:: AVAILABLE RECORDS ::
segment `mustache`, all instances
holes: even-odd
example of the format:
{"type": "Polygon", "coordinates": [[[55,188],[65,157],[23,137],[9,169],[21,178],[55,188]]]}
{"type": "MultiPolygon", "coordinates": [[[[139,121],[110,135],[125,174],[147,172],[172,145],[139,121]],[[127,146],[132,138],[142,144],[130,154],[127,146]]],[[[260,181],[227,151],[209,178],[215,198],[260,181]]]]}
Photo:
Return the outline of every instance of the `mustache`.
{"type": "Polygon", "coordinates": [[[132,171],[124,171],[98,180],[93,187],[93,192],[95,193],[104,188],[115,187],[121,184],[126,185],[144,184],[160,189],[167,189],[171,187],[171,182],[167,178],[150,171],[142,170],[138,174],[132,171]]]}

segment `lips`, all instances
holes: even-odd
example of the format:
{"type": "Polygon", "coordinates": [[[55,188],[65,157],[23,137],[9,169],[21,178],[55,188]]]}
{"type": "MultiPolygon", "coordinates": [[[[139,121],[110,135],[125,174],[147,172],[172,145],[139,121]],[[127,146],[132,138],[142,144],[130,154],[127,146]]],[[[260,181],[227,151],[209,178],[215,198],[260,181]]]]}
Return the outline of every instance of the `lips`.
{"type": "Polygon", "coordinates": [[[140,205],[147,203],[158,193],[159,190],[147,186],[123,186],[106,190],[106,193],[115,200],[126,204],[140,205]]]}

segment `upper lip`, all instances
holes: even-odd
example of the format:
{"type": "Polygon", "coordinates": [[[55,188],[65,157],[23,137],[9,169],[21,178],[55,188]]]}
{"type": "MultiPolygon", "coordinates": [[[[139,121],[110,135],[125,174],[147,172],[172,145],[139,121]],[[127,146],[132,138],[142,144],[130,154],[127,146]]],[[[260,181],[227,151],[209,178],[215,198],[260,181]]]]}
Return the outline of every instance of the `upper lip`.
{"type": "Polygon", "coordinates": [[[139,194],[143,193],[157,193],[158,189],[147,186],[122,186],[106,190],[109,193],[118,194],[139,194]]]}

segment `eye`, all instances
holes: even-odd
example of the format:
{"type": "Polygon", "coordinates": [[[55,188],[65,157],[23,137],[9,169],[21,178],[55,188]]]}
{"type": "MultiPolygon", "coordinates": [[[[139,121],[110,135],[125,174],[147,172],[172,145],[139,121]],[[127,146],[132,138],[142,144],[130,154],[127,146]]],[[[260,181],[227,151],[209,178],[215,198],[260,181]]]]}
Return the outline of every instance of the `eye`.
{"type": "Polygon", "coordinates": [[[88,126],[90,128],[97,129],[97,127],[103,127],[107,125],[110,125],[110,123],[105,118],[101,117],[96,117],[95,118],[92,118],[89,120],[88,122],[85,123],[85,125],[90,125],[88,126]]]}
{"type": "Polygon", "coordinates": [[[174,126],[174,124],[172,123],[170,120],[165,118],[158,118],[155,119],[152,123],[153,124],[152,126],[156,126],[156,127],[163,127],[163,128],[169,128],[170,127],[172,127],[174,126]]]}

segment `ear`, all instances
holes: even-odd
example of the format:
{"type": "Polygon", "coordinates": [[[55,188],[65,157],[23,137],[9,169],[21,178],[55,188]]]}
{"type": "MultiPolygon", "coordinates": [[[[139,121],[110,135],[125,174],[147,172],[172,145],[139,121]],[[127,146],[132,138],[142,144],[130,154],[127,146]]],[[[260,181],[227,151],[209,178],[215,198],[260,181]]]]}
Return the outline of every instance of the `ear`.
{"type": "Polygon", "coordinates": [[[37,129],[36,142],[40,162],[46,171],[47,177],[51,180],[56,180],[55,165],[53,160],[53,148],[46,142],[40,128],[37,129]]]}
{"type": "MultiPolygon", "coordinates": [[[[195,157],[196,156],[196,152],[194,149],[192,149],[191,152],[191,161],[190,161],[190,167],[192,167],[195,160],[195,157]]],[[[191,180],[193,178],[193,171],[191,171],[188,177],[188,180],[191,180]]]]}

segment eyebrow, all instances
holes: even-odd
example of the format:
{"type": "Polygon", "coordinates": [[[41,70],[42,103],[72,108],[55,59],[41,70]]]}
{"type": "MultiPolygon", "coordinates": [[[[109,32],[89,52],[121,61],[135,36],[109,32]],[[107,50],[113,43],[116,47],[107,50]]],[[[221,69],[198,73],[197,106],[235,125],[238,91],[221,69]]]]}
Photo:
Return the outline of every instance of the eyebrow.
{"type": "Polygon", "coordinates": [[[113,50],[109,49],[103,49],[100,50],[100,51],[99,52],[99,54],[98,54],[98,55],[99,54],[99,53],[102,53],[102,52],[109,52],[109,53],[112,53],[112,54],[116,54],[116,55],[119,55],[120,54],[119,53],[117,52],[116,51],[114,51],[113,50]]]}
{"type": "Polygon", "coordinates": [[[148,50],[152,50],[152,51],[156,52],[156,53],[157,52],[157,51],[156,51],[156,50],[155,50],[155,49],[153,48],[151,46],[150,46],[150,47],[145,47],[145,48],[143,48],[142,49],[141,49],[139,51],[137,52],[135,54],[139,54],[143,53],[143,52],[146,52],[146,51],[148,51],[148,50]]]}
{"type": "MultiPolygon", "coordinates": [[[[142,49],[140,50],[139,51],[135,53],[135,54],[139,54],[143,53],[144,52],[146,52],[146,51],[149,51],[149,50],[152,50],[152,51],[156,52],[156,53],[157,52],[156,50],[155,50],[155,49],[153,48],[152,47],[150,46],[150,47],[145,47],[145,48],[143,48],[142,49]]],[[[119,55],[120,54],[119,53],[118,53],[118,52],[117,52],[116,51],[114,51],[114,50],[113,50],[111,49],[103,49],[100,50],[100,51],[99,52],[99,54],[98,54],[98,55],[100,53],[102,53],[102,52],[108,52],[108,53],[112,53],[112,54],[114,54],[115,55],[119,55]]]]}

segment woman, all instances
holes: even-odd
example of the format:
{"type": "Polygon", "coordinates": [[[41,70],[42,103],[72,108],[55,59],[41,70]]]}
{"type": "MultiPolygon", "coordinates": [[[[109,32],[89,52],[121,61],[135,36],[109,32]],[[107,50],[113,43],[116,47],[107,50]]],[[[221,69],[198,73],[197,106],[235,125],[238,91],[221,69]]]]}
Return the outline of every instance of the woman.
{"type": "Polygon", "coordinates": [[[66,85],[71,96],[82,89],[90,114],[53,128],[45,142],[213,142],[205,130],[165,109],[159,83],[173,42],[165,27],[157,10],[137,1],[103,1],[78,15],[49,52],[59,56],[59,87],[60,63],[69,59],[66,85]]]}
:::
### WRITTEN TASK:
List every line in the records that contains the string "outline", matching case exactly.

### WRITTEN RESPONSE:
Return the outline of every instance of the `mustache`.
Return the outline of every instance of the `lips`.
Return the outline of every instance of the `upper lip`.
Return the outline of every instance of the `eye`.
Return the outline of every instance of the `ear`.
Return the outline of every instance of the eyebrow.
Return the outline of every instance of the woman.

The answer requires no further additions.